### Text
◆ ◆ ◆ ◆ ◆ ◆ ◆
Another director said that public expectations would also need to be managed. ‘The budget reduction is of great concern, not simply because it is a reduction in spend, but more importantly there has been no attempt to start reducing the aspirations of the public. We need to start limiting services to what is affordable and there needs to be a proper national debate about this. As the economy nose dives we need to be much more realistic and look much more at affordability.’

 

Policy forum response

A policy forum was convened by the HFMA in the week following the Budget. Finance directors attending acknowledged existing opportunities for savings – for instance by improving prescribing efficiency, reducing inappropriate admissions and reducing length of stay. But they said these had to be delivered in a collaborative way across health economies and involving partners such as councils.

They said it would be important to find real savings rather than simply shift costs to other services – either in health or social services (with specific concerns also about reduced spending in social services leading to higher demand on NHS services). And they added that reducing length of stay would have a knock-on impact on beds and workforce. Reducing the use of agency staff and better rostering would be priority issues.

 

Frontline staff knowledge

Clinical engagement will be vital. Clinicians need to understand the need to reduce costs and then take a leading role in identifying and driving efficiencies. Service line management is also seen as important, moving spend and save decisions to local teams. Finance managers stressed that frontline staff knew where the money was spent and how it could be saved and this knowledge had to be tapped into.

Managers agreed that improved quality could lead to lower costs and said that use of lean principles – which the department said had been used to good effect at Royal Bolton Hospitals NHS Trust to reduce standardised mortality rates and length of stay – needed to be more widespread. However, while they said all organisations needed to improve pathways and eliminate waste, they also pointed out that lean should not be seen as an overnight solution. Lean adopters talk of 10 years, rather than a quick fix.
◆ ◆ ◆ ◆ ◆ ◆ ◆
### Study material
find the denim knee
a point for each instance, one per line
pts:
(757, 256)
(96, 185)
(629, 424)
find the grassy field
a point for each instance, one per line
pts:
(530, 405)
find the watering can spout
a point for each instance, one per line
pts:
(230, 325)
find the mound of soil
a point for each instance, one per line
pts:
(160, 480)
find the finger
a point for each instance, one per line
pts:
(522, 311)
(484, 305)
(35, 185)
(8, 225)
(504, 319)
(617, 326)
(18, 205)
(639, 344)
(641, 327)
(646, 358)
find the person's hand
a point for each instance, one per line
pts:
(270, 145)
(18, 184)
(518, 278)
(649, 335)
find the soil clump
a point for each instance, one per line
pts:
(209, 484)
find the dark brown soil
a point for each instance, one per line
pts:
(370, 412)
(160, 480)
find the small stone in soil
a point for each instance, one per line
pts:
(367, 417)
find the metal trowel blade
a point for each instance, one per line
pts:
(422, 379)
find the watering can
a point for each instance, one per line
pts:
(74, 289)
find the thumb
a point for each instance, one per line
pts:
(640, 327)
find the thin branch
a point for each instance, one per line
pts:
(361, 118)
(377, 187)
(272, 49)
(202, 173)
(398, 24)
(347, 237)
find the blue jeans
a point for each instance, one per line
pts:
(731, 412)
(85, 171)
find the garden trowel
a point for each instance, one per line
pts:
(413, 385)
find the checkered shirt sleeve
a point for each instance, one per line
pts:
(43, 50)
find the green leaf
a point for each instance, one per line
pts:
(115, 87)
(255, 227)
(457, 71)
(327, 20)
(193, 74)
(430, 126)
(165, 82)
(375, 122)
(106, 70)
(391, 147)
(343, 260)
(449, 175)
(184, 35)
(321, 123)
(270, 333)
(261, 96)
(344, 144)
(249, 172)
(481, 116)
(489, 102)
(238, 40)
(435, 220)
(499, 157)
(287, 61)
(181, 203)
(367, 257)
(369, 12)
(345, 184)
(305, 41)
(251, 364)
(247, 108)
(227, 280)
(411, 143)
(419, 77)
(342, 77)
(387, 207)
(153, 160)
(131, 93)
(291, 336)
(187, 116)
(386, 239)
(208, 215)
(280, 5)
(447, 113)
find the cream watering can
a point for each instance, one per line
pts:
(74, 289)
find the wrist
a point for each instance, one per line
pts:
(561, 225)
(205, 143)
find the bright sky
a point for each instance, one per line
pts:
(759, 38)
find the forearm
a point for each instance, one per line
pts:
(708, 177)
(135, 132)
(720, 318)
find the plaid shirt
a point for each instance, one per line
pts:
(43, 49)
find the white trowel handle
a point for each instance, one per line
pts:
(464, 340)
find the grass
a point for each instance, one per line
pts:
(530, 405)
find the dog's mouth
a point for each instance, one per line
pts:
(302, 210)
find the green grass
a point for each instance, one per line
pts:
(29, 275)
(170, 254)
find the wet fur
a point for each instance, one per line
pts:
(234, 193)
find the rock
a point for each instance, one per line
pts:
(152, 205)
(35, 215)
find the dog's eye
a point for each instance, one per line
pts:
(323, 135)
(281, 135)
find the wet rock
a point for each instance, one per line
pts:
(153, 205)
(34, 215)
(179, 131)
◆ ◆ ◆ ◆ ◆ ◆ ◆
### What to do
Resume the piece on how NHS finance directors are responding to the budget reduction, starting after its last sentence.

### Answer below
But working together was seen as the overarching requirement. Writing on the King’s Fund website, the think tank’s chief executive Niall Dickson summed it up. ‘There is of course a danger that the automatic response [to the 0.5% increase in efficiency requirement] from acute trusts will be to protect their income by seeking to do more work or by clawing back money from non-tariff activity. Tackling this will require a whole-system response rather than individual organisations working in isolation to address their own financial pressures.’

BUDGET 2009 KEY POINTS

Overall NHS budget for 2010/11 cut from £104.6bn to £102.3bn.

The £2.3bn savings  – 2% of DH budget – will include £1.2bn that ‘DH is able to return to Treasury imediately’ including £500m contingency created to provide a buffer against potential cost pressures and financial turbulence.

PCT allocations for 2009/10 (£80bn) and 2010/11 (£84bn) remain unchanged and will rise by 5.5% in each year as announced.

Tariff efficiency requirement in 2010/11 increases to 3.5% from 3%.

NHS still able to spend £800m of surplus over next two years. Remaining surplus will carry forward and remain available to NHS.

Across all public services, current spending to grow by average of 0.7% a year in real terms between 2011/12 and 2013/14.

Public sector net investment to move to 1.25% of GDP by 2013/14

Operational efficiency programme (OEP) to deliver £15bn a year in savings across public sector by end of next spending review period (compared with 2007/08 spending).

£6bn of these savings will have been delivered by 2010/11. Savings will come from:

  • back office (£4bn);
  • IT (£3.2bn);
  • collaborative procurement (£6.1bn);
  • estate running costs (£1.5bn).

Public value programme (PVP) will deliver savings of ‘at least £500m’

in 2010/11 while improving quality. This will use the tariff to drive efficiency and see the introduction of new efficiency competency in world class commissioning assurance framework.